Material for the task:
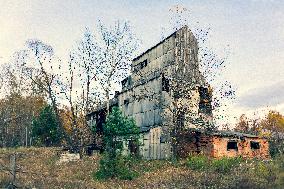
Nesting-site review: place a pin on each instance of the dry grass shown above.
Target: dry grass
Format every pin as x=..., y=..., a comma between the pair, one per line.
x=42, y=171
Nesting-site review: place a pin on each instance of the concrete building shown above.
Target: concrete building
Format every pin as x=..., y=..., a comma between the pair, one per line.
x=222, y=144
x=165, y=90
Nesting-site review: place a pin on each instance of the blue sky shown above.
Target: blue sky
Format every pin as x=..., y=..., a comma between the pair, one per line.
x=253, y=29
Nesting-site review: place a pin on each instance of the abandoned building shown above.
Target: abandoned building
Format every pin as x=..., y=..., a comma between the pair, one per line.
x=166, y=90
x=223, y=144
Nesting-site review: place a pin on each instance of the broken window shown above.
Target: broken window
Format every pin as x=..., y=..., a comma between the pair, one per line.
x=205, y=100
x=180, y=119
x=140, y=66
x=126, y=101
x=133, y=147
x=232, y=145
x=254, y=145
x=165, y=84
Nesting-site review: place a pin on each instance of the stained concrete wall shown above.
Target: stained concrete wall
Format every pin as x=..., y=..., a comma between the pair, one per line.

To be done: Rewrite every line of the records above, requests included, multiplying each pin coordinate by 2.25 and rounding it to a whole number, with halves rounded up. Leave the pictures out of your answer.

Full answer:
Nesting-site review: place a pin on each instance of the dry grass shown above.
Target: dry grass
Format every pin as x=..., y=..., a comma between the pair, one per line.
x=95, y=385
Nesting-site review: place a pin on each instance of the concrete building shown above.
Target: concrete building
Format every pin as x=..., y=..., a comma between the pair, one per line.
x=500, y=324
x=371, y=203
Nesting-site review: place a pin on each instance of the blue sky shown above.
Target: blue sky
Format every pin as x=..., y=..., a comma between the pair, one per line.
x=569, y=65
Nesting-site review: place a pin on each instance of the abandoned building shown above.
Target: abandoned building
Format every pin as x=..., y=..., a comma between the pair, one per line.
x=374, y=203
x=502, y=324
Nesting-site review: place a pin on each instance of the broken window shown above.
Target: broken window
Format every pin as x=..., y=..., a comma between the pair, one per line.
x=461, y=225
x=405, y=268
x=315, y=149
x=284, y=227
x=299, y=331
x=522, y=326
x=572, y=326
x=371, y=189
Nesting-site review: place a pin on each instance of the stained concrete wall shown above.
Target: stained concrete wall
Format every pin as x=..., y=..., a comma between the pair, one per line.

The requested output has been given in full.